===== EXTRACTED INFORMATION =====
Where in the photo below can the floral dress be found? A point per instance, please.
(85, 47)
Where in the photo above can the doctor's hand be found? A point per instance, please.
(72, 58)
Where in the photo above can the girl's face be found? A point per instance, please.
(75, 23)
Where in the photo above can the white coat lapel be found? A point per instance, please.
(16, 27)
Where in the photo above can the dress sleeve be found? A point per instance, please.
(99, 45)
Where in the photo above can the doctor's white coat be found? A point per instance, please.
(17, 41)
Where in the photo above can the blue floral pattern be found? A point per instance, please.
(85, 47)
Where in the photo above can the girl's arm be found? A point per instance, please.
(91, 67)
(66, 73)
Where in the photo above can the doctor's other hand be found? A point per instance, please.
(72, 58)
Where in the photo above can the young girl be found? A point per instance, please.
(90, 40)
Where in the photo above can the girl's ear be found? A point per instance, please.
=====
- [PROMPT]: Give the lines exactly as they stand, from the line with "Where in the photo above can the doctor's white" through the end of the material.

- [SOLVED EXERCISE]:
Where in the photo above can the doctor's white coat be found? A point per instance, please.
(17, 41)
Where in the photo above can the blue floral pattern be found? A point per instance, please.
(85, 47)
Where in the photo above can the girl's arm be found? A point per instance, please.
(91, 67)
(66, 73)
Where in the photo above can the doctor's other hand be found? A point per instance, please.
(72, 58)
Where in the photo above can the young girl be found? A point per instance, please.
(90, 40)
Where in the photo above can the girl's ear be found? A point per instance, please.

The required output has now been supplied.